*EXERCISE PROMPT*: Count how many lines of the material below contain the word "road". Reply with the number alone.
━━━━━ RECORDS FOR THIS EXERCISE ━━━━━
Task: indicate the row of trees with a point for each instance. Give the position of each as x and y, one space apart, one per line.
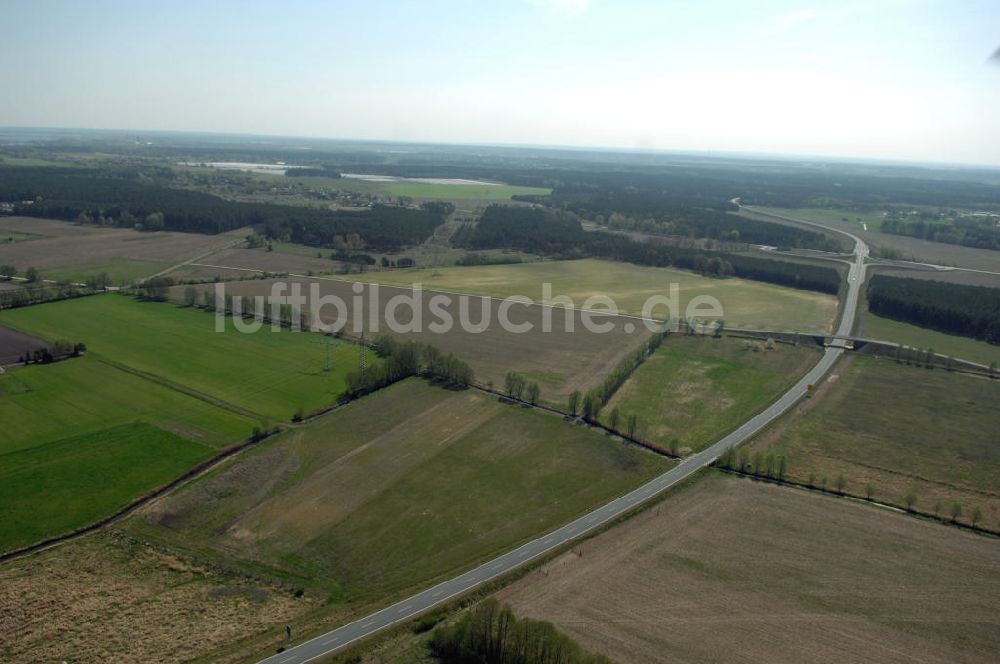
━━━━━
━━━━━ RECORDS FOR THIS EXERCISE ━━━━━
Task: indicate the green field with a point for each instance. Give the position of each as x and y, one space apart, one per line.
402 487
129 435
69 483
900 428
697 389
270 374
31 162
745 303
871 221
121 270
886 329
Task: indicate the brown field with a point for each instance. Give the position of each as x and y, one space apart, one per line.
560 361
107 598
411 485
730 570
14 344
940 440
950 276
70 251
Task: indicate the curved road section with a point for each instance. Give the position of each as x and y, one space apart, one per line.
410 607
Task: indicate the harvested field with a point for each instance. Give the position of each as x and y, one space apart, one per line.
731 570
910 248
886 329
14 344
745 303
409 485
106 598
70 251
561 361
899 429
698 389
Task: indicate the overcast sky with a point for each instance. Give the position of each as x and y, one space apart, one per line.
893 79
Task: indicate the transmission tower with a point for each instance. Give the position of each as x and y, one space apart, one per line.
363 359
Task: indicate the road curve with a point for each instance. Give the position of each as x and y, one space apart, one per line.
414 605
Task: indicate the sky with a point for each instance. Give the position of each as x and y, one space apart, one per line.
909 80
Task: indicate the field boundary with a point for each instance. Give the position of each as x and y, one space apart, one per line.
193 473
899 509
━━━━━
━━━━━ RECORDS FOR THIS EXERCISE ━━━━━
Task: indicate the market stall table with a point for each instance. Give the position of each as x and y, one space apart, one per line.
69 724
━━━━━
*SOLUTION TO THE EXERCISE*: 2